■ Work required:
Render every line of the rows below as a JSON array of strings, one string per line, omitting any blank lines.

>> Begin

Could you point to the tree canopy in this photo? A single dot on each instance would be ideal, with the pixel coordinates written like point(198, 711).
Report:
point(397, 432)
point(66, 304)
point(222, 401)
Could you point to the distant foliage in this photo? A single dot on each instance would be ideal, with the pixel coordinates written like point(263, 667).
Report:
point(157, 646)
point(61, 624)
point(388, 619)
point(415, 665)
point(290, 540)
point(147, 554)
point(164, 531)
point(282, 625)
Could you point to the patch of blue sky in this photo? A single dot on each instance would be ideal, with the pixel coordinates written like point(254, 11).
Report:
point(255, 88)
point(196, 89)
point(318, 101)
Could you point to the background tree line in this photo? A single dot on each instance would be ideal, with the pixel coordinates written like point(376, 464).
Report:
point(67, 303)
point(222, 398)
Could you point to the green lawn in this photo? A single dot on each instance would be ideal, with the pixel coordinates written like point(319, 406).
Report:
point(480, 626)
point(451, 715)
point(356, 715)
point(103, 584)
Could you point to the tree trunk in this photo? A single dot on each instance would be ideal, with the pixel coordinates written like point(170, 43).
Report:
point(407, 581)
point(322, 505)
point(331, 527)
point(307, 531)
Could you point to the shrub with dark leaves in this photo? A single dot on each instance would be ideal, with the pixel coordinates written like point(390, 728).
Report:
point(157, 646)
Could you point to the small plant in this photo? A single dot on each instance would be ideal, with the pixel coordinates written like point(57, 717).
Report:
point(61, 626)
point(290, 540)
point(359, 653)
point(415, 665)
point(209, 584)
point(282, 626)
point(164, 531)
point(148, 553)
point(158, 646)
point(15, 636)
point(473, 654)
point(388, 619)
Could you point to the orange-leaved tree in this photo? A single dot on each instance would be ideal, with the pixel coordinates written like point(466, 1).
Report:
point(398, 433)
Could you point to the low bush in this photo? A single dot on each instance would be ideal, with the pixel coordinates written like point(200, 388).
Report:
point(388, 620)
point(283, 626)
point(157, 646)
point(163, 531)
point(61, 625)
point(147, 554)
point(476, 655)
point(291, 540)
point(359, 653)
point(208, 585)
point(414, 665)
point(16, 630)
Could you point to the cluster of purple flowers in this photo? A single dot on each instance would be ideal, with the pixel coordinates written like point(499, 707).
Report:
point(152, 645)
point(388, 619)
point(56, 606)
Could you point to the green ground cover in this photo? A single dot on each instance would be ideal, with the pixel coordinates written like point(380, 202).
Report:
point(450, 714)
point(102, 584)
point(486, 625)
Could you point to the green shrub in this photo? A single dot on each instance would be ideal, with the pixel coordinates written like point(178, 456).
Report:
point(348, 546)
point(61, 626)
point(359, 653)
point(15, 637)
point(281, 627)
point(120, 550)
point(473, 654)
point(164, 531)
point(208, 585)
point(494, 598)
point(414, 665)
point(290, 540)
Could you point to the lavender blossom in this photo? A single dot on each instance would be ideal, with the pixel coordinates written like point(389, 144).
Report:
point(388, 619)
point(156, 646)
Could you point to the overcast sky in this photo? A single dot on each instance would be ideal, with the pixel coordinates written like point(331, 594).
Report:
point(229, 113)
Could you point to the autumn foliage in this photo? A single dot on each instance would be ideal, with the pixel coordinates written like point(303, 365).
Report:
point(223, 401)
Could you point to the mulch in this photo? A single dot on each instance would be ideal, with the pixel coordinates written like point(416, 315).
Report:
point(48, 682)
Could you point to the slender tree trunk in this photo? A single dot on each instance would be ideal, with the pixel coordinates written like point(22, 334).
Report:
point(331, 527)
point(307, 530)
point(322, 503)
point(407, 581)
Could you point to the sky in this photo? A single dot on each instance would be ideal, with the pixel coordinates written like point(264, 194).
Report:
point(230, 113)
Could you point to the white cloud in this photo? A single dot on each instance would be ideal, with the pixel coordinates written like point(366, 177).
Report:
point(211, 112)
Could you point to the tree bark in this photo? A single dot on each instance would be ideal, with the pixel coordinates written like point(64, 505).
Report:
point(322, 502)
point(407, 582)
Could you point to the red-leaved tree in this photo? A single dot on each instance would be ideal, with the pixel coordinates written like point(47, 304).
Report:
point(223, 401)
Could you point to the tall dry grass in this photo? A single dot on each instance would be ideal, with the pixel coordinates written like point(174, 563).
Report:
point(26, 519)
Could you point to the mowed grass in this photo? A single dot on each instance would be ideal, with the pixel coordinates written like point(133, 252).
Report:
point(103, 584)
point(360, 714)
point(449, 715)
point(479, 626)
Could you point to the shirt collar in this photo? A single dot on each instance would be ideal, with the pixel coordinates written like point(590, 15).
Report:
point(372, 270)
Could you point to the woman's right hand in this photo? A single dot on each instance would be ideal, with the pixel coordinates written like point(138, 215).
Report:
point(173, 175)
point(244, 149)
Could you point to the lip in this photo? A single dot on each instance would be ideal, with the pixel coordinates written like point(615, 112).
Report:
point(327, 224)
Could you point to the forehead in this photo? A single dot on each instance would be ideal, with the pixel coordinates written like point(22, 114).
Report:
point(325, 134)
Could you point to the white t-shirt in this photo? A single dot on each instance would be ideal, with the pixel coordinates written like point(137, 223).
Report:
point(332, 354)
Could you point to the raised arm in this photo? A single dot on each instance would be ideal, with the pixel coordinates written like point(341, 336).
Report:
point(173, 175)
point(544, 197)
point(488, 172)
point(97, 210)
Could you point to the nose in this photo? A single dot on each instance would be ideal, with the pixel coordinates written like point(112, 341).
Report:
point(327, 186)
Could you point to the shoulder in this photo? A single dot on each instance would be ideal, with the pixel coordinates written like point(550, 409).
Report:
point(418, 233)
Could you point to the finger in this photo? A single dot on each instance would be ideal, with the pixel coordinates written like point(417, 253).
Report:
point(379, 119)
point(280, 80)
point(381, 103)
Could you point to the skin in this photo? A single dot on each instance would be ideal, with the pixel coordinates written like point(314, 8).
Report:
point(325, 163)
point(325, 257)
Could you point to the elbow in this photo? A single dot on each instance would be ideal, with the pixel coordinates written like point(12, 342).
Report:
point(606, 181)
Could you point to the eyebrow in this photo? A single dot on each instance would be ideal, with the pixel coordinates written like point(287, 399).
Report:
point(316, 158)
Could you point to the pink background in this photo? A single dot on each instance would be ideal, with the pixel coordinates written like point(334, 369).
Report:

>> End

■ Final result:
[
  "Could you point to the tree canopy in this photo? A single dot on each instance would be ideal, with the pixel coordinates written like point(198, 711).",
  "Report:",
  "point(397, 432)",
  "point(66, 304)",
  "point(222, 401)",
  "Could you point to the distant foliage in this photo? A single dot on each instance would be ideal, with the pixel coordinates written like point(263, 667).",
  "Report:",
  "point(157, 646)",
  "point(61, 624)",
  "point(388, 619)",
  "point(415, 665)",
  "point(290, 540)",
  "point(147, 554)",
  "point(164, 531)",
  "point(282, 625)",
  "Could you point to the patch of blue sky in this photo? A single dot on each instance would be ideal, with the pixel coordinates written like point(254, 11).",
  "Report:",
  "point(255, 88)",
  "point(196, 89)",
  "point(318, 101)",
  "Could you point to the background tree line in this photo? A single dot on each instance would be ideal, with the pixel coordinates written like point(376, 464).",
  "Report:",
  "point(67, 303)",
  "point(222, 398)",
  "Could you point to the green lawn in this photo? A single dot on each instance would be ideal, with the pixel coordinates written like point(319, 406).",
  "Report:",
  "point(480, 626)",
  "point(451, 715)",
  "point(356, 715)",
  "point(103, 584)",
  "Could you point to the tree trunk in this photo? A single dot on each instance would be ideal, with the pixel coordinates written like point(170, 43).",
  "Report:",
  "point(407, 581)",
  "point(322, 505)",
  "point(331, 527)",
  "point(307, 531)",
  "Could you point to the shrub with dark leaves in this photo? A single dot on each instance would be ideal, with the pixel coordinates written like point(390, 728).",
  "Report:",
  "point(157, 646)",
  "Could you point to the small plant in this photo? A single dot on each instance would be ideal, with the pixel coordinates written like point(57, 717).",
  "Report:",
  "point(61, 626)",
  "point(290, 540)",
  "point(359, 653)",
  "point(415, 665)",
  "point(209, 584)",
  "point(282, 626)",
  "point(164, 531)",
  "point(148, 553)",
  "point(158, 646)",
  "point(15, 636)",
  "point(473, 654)",
  "point(388, 619)",
  "Could you point to the orange-leaved tree in this photo? A single dot on each instance would be ideal, with the pixel coordinates written like point(466, 1).",
  "Report:",
  "point(398, 433)",
  "Could you point to the low bush in this photo? A single dot on each instance would be ideal, with the pixel coordinates written like point(200, 388).",
  "Report:",
  "point(388, 620)",
  "point(283, 626)",
  "point(157, 646)",
  "point(163, 531)",
  "point(61, 625)",
  "point(147, 554)",
  "point(476, 655)",
  "point(291, 540)",
  "point(359, 653)",
  "point(208, 585)",
  "point(414, 665)",
  "point(16, 630)",
  "Could you point to the cluster of purple flowers in this photo? A single dot on each instance would be ideal, with the pixel coordinates written like point(499, 707).",
  "Report:",
  "point(152, 645)",
  "point(388, 619)",
  "point(56, 606)",
  "Could you point to the green ground cover in this photo? A single dot on each instance would be ideal, with the pixel coordinates written like point(380, 202).",
  "Report:",
  "point(450, 714)",
  "point(102, 584)",
  "point(486, 625)",
  "Could you point to the green shrub in this photo? A single dot on each instance would be ideal, with the pixel coordinates written like point(178, 456).",
  "Report:",
  "point(348, 546)",
  "point(61, 626)",
  "point(359, 653)",
  "point(15, 637)",
  "point(281, 627)",
  "point(120, 550)",
  "point(473, 654)",
  "point(164, 531)",
  "point(208, 585)",
  "point(494, 598)",
  "point(414, 665)",
  "point(290, 540)",
  "Could you point to the lavender blossom in this photo? A single dot on each instance would be ideal, with the pixel coordinates written like point(389, 144).",
  "Report:",
  "point(388, 619)",
  "point(156, 646)",
  "Could you point to the overcast sky in this photo? A single dot on each instance would be ideal, with the pixel coordinates written like point(331, 594).",
  "Report:",
  "point(229, 113)",
  "Could you point to the autumn foliage in this photo? A single dot on each instance would be ideal, with the pixel coordinates written like point(303, 365).",
  "Report:",
  "point(223, 401)",
  "Could you point to the mulch in this photo? A single dot on each instance would be ideal, with the pixel coordinates written like point(416, 315).",
  "Report:",
  "point(48, 682)",
  "Could you point to the slender tree trunk in this photo? A single dot on each instance would be ideal, with the pixel coordinates written like point(22, 334).",
  "Report:",
  "point(331, 527)",
  "point(307, 530)",
  "point(322, 503)",
  "point(407, 581)",
  "Could you point to the sky in this photo? A single dot on each instance would be ideal, with the pixel coordinates written like point(264, 194).",
  "Report:",
  "point(230, 113)",
  "Could you point to the white cloud in this photo? A single dot on each instance would be ideal, with the pixel coordinates written like point(366, 177).",
  "Report:",
  "point(211, 112)",
  "Could you point to the tree bark in this photo? A single dot on each instance would be ideal, with the pixel coordinates written like point(64, 505).",
  "Report:",
  "point(322, 502)",
  "point(407, 582)",
  "Could you point to the red-leaved tree in this photo? A single dot on each instance would be ideal, with the pixel coordinates written like point(47, 304).",
  "Report:",
  "point(223, 401)",
  "Could you point to the tall dry grass in this photo? A single dot on each instance would be ideal, with the pixel coordinates written like point(174, 563).",
  "Report:",
  "point(26, 519)",
  "Could you point to the mowed grass in this photo? A single dot on each instance would be ideal, with the pixel coordinates written like point(133, 252).",
  "Report:",
  "point(103, 584)",
  "point(360, 714)",
  "point(449, 715)",
  "point(479, 626)",
  "Could you point to the shirt collar in this photo? A single dot on each instance would be ideal, with the pixel coordinates written like point(590, 15).",
  "Report:",
  "point(372, 270)",
  "Could you point to the woman's right hand in this photo? A single dot on each instance would be ideal, with the pixel coordinates written like point(138, 215).",
  "Report:",
  "point(173, 175)",
  "point(244, 149)",
  "Could you point to the lip in this photo? A single dot on each instance would be ideal, with the pixel coordinates written like point(615, 112).",
  "Report:",
  "point(327, 224)",
  "Could you point to the forehead in this photo? A single dot on each instance would be ideal, with the pixel coordinates written like point(22, 114).",
  "Report:",
  "point(325, 134)",
  "Could you point to the white t-shirt in this photo? A single dot on each instance would be ideal, with the pixel coordinates written like point(137, 223).",
  "Report:",
  "point(332, 354)",
  "Could you point to the raised arm in this photo? A single dot on each instance would be ideal, with the pixel coordinates written like point(341, 336).",
  "Report:",
  "point(173, 175)",
  "point(544, 197)",
  "point(488, 172)",
  "point(97, 210)",
  "Could you point to the nose in this photo? A single dot on each instance would be ideal, with the pixel coordinates written like point(112, 341).",
  "Report:",
  "point(327, 186)",
  "Could you point to the shoulder in this photo? A single dot on each instance would be ideal, with the pixel coordinates written like point(550, 409).",
  "Report:",
  "point(418, 233)",
  "Could you point to the finger in this photo? A single dot on each instance would be ideal, with the pixel coordinates written like point(417, 253).",
  "Report:",
  "point(379, 119)",
  "point(280, 80)",
  "point(381, 103)",
  "Could you point to the skin in this photo? A single dot on each instance would be ideal, with the pixel coordinates written like point(314, 8).",
  "Report:",
  "point(325, 163)",
  "point(325, 257)",
  "Could you point to the elbow in this photo? A single dot on each instance would be ideal, with the pixel coordinates written like point(12, 342).",
  "Report:",
  "point(606, 181)",
  "Could you point to the eyebrow in this photo? A single dot on each instance would be ideal, with the pixel coordinates written like point(287, 399).",
  "Report:",
  "point(316, 158)",
  "Could you point to the pink background in this photo? A single dot on each instance would be ideal, with the pixel coordinates written like point(334, 369).",
  "Report:"
]